Copy every entry precisely.

[Start EXTRACTED DATA]

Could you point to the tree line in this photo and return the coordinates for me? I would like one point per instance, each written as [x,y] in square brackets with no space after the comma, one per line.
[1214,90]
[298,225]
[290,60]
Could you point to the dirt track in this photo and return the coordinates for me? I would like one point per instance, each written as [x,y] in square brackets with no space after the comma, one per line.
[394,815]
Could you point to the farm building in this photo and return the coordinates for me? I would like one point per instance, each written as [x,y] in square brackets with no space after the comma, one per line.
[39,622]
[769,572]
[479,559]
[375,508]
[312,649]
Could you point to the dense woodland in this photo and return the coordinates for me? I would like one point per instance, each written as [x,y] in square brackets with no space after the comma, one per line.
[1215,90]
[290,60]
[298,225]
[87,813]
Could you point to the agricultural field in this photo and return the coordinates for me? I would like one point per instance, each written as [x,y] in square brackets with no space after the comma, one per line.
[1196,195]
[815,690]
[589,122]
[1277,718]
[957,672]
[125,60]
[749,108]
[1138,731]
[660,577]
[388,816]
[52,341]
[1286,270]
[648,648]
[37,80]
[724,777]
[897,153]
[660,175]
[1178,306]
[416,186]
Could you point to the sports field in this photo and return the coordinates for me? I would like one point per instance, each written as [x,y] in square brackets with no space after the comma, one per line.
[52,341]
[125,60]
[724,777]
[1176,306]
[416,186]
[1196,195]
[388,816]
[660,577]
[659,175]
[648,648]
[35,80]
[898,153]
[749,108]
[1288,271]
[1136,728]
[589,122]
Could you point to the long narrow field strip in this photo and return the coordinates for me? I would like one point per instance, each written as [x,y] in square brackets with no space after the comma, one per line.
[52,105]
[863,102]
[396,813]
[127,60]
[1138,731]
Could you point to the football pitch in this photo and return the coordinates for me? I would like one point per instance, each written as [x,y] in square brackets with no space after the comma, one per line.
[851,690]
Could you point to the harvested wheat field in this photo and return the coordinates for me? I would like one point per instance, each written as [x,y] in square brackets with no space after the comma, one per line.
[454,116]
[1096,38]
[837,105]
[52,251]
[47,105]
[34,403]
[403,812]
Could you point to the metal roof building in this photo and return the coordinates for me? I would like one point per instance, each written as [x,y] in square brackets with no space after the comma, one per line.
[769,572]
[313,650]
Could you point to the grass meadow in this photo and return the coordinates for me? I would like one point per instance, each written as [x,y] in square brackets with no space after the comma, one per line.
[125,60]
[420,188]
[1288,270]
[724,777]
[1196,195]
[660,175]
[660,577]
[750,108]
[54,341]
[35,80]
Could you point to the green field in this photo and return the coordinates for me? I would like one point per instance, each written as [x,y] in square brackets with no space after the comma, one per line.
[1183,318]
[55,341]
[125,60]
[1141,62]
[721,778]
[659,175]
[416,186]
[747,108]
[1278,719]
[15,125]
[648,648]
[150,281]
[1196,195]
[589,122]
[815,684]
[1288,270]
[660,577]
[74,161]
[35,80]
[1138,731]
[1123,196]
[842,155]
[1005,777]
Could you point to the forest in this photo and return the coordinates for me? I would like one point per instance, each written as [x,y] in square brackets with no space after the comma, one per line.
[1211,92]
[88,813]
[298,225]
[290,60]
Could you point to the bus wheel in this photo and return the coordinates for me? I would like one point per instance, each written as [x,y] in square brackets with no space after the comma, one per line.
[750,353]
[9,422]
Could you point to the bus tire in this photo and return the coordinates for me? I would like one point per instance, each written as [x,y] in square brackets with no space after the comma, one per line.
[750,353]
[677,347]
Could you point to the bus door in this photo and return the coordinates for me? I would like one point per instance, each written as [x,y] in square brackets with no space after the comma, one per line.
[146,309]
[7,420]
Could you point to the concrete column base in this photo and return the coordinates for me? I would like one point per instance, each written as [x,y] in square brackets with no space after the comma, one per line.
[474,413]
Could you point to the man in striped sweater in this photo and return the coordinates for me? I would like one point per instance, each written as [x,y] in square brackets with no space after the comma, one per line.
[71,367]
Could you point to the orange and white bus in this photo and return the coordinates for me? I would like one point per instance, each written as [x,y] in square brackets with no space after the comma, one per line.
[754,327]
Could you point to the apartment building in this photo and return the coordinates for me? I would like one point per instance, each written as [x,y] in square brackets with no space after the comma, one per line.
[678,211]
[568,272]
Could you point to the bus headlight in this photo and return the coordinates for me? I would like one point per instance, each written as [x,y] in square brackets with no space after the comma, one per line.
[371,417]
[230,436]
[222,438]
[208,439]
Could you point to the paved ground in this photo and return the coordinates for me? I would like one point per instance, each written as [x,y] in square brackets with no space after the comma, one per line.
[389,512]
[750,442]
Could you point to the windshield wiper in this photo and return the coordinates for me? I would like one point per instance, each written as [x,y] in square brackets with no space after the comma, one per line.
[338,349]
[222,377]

[End EXTRACTED DATA]

▶ THE REPLY:
Could you point to the tree line in this photo and return the coordinates for me? I would like one point per instance, each written as [x,y] in square brackets with no space after the comma, one per line.
[1214,90]
[298,225]
[290,60]
Could you point to the dirt track in this photo and return the coordinates for me? I would like one point per instance, each written as [x,y] in square brackets with no space after the comma, one per line.
[394,815]
Could you point to the farm building in this photo and return the coordinates for me? I would like one point per instance, each written as [x,y] in square brackets with no space after the comma, one per line.
[39,622]
[769,572]
[479,559]
[375,508]
[312,649]
Could you point to the dense woodland in this photo and return the coordinates for me? I would like one point per instance, each written as [x,y] in square brackets with no space after the comma, one per line.
[1215,90]
[290,60]
[298,225]
[87,813]
Could you point to the agricultural field in this photo and return the coordinates for me? I would like one point per instance, each written as [x,y] in square brackets with no space after the comma, one per line.
[1196,195]
[815,690]
[589,122]
[1277,718]
[957,672]
[125,60]
[749,108]
[1138,731]
[660,577]
[388,816]
[52,341]
[1286,270]
[648,648]
[37,80]
[724,777]
[897,153]
[660,175]
[1178,306]
[416,186]
Could you point to the sports field in this photo and return the coordinates for me? I would like one point per instance, each written as [x,y] in square brackets with no space after the comma, one per line.
[52,341]
[125,60]
[724,777]
[1176,306]
[416,186]
[1196,195]
[388,816]
[660,577]
[659,175]
[648,648]
[35,80]
[898,153]
[749,108]
[1288,271]
[1136,728]
[589,122]
Could you point to the long narrow field strip in this photo and return the coordinates for me? I would like one point per instance, each written as [x,y] in square brackets with no space after the comma, one per line.
[52,105]
[863,102]
[396,813]
[127,60]
[1138,731]
Could you point to the football pitch in this photo and return the coordinates for me? I would like one point per instance, each written as [x,y] in square brackets with no space after the comma, one per line.
[851,690]
Could you point to the harvested wheat field in this photo and return the coordinates for me? I would like one point per instance, each written as [x,y] in square brackets with no space after the comma, one per line.
[454,116]
[1096,38]
[837,105]
[52,251]
[47,105]
[34,403]
[403,812]
Could you point to the metal roof building in this photo and return the coordinates for me? I would like one point per instance, each written as [x,y] in square brackets with no space after the comma, one per line.
[769,572]
[313,650]
Could you point to the grass meadow in this photo and return the coordinates for me? I would like one point per instance, each written as [x,y] in square brackets with no space after the comma, one per line.
[125,60]
[420,188]
[1288,270]
[724,777]
[1196,195]
[660,175]
[660,577]
[750,108]
[54,341]
[35,80]
Could you point to the green field in this photo and return the coordinates for me? I would like one point per instance, each written as [x,y] in square brackets with no space after the comma, one per line.
[1183,318]
[55,341]
[125,60]
[1141,62]
[721,778]
[659,175]
[416,186]
[747,108]
[1278,719]
[15,125]
[648,648]
[150,281]
[1196,195]
[589,122]
[815,684]
[1288,270]
[660,577]
[74,161]
[35,80]
[1138,731]
[1123,196]
[842,155]
[1005,777]
Could you point to the forest in this photo and return the coordinates for me? I would like one point per instance, each written as [x,y] in square brackets with no space after the comma, one per line.
[1211,92]
[88,813]
[298,225]
[290,60]
Could you point to the bus wheel in this photo and return the coordinates for me? I would like one point per instance, each written as [x,y] in square brackets with no space after the comma, one per line.
[750,353]
[9,422]
Could you point to the bus tire in this photo and return the coordinates for me? I would like one point per instance, each written as [x,y] in square brackets with no space after the comma, one per line.
[750,353]
[677,347]
Could you point to the bus door in this photo and return the coordinates for me? I would like one point per instance, each written as [x,y] in square brackets with no space after the comma, one per line.
[146,309]
[7,420]
Could you point to the concrete column base in this photo and return the coordinates for me? I would like one point per instance, each written as [x,y] in square brackets with no space after the comma, one per line.
[474,413]
Could you point to the man in striped sweater in this photo and return the coordinates for me? I would like one point per instance, each written as [x,y] in square brackets with no space after the comma, one per line.
[71,367]
Could you point to the orange and white bus in this photo and return the coordinates for me? I would like one point per instance, each written as [x,y] in square brackets with no space after the comma, one per line.
[754,327]
Could you point to the apartment building in this photo and return the coordinates for me? I would like one point per instance, each written as [x,y] in square brackets with no space after the comma, one per line.
[678,211]
[568,272]
Could you point to the bus headlight in this photo and return the coordinates for me? I would like one point per instance, each written as [x,y] in square brackets with no space after the comma, one per line.
[371,417]
[230,436]
[222,438]
[208,439]
Could you point to the paved ground in this photo and return the coordinates for me? I would like one point per instance, each written as [x,y] in square brackets with no space after the comma, one per line.
[389,512]
[750,442]
Could you point to the windshield wiper in this photo and return the coordinates for me? I would like one point per instance, each written as [x,y] in square brackets with no space after the comma, one per line.
[338,349]
[222,377]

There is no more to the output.